### What the task asks
In the entries below, the lines from the one with "Target: distant island" through the one with "Target: pavilion" are to be copied exactly; both ends count.
────────
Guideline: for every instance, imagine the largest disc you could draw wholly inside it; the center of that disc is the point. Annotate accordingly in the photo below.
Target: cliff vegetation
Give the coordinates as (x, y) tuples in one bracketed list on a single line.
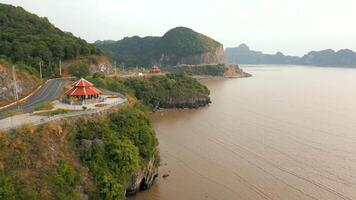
[(88, 158), (28, 39), (178, 46), (174, 90)]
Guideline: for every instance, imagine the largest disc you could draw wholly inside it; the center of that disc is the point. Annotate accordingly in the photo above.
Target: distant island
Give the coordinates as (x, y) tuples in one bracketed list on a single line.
[(243, 55), (181, 49), (179, 45)]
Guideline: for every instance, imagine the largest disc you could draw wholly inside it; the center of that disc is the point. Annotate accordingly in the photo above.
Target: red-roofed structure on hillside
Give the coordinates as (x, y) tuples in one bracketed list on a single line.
[(155, 69), (83, 89)]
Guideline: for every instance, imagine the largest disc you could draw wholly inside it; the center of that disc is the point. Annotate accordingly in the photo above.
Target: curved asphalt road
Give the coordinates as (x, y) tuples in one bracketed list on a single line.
[(50, 91)]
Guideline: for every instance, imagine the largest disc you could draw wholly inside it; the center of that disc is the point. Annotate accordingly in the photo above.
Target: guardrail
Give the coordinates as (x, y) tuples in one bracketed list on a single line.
[(73, 114)]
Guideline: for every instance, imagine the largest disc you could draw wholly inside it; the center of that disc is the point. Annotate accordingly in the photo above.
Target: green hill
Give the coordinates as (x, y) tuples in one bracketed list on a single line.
[(27, 38), (178, 46)]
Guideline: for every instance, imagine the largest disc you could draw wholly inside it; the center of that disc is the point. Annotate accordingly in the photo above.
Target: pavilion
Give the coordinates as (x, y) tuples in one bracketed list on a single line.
[(155, 69), (83, 90)]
────────
### Result below
Target: distant island
Give the coordinates as (x, y) tuples in one bracketed list on a single line.
[(243, 55), (181, 49), (179, 45)]
Guideline: for every instance, imagine the largest disc you could draw wholly inside it; the center of that disc is the point. Annotate accordingly in the photo above.
Target: red-roofed structure on hillside
Give the coordinates as (x, y) tuples in one bracketed list on a single line.
[(155, 69), (83, 89)]
Guideline: for every instance, imagine the largest disc you could draw wholly inside it; the center of that disc is the point. Annotate accordingly in the photo above.
Target: curved asphalt road
Give the coordinates as (x, y) tuples in one bracketed list on a single line.
[(50, 91)]
Guideline: for every instance, imagine the largest disc you could draw wholly inside it; the center of that disc is the point. Annotate accordingly in the photo above.
Target: guardrail
Give the coordinates as (x, y) tuples in one bracketed list on a single line.
[(73, 114)]
Guideline: for every instance, imagine the largest disc you could draw wholly inside it; the center of that disc is the point. Annotate accordingly in the photo above.
Target: green hill
Give the coordinates as (x, y) tuples in one bracketed list on a single line.
[(27, 38), (178, 46)]
Guideline: for every instance, imagine the largest disc you could draw wholly inside it; the center of that disc is the point. Annotate accordingly in the photo above.
Target: pavilion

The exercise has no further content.